> **Passage**

* * * * * * * * *

Sir Frederick Morton Eden, 2nd Baronet, of Maryland (18 June 1766 – 14 November 1809) was an English writer on poverty and pioneering social investigator.

Early life

Frederick Morton Eden was the eldest son of Sir Robert Eden, 1st Baronet, of Maryland, and his wife Caroline Calvert, sister of the last Lord Baltimore and niece of Thomas Bladen's wife. His father was governor of Maryland and was created a baronet in 1776. Frederick inherited the baronetcy on the death of his father in 1784. Eden studied at Christ Church, Oxford.  He was one of the founders of the Globe Insurance Company and later its chairman.
 in 1809 he died suddenly at the office of the company he founded at the early age of 43.

Career
Eden’s reputation as a social investigator rests on  The State of the Poor,  published in 3 volumes in 1797.  He explained the circumstances that led him to do the research:
The difficulties which the labouring classes experienced, from the high price of grain, and of provisions in general, as well as of cloathing and fuel, during the years 1794 and 1795, induced me, from motives both of benevolence and personal curiosity, to investigate their conditions in various parts of the kingdom.

* * * * * * * * *

> **Provided records**
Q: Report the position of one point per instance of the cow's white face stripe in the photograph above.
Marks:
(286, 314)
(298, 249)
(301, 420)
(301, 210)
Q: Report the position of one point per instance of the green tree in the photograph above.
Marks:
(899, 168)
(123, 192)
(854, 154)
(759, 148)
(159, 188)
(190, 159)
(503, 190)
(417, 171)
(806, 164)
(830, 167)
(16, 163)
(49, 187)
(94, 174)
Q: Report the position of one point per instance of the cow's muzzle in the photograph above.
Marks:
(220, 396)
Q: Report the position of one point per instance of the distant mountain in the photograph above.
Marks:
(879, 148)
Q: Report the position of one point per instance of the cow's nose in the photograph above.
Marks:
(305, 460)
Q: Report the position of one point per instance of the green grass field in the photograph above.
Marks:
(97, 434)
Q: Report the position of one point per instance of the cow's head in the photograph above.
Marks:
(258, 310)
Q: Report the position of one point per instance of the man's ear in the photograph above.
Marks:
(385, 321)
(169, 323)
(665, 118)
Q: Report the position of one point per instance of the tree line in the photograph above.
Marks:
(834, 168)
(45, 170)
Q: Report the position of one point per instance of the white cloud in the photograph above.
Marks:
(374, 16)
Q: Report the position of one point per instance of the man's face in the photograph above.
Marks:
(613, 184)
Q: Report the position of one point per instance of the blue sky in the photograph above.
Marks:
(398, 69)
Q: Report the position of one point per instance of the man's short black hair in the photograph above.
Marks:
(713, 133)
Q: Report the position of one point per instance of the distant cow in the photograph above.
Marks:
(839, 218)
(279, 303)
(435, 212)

* * * * * * * * *

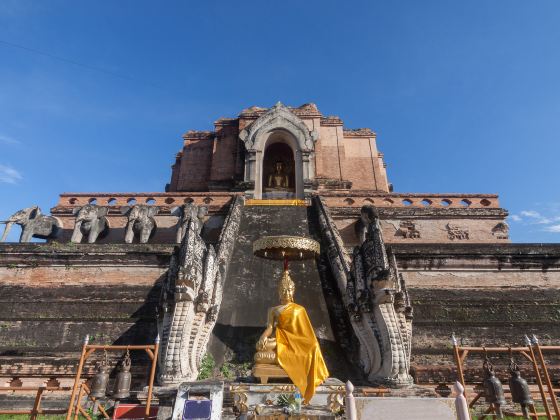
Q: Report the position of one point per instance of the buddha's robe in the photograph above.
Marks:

* * * * * * * * *

> **Work required**
Repeat word for word the part of the passage on Frederick Morton Eden that starts at "Sir Frederick Morton" and ends at "later its chairman.".

> **Reply**
Sir Frederick Morton Eden, 2nd Baronet, of Maryland (18 June 1766 – 14 November 1809) was an English writer on poverty and pioneering social investigator.

Early life

Frederick Morton Eden was the eldest son of Sir Robert Eden, 1st Baronet, of Maryland, and his wife Caroline Calvert, sister of the last Lord Baltimore and niece of Thomas Bladen's wife. His father was governor of Maryland and was created a baronet in 1776. Frederick inherited the baronetcy on the death of his father in 1784. Eden studied at Christ Church, Oxford.  He was one of the founders of the Globe Insurance Company and later its chairman.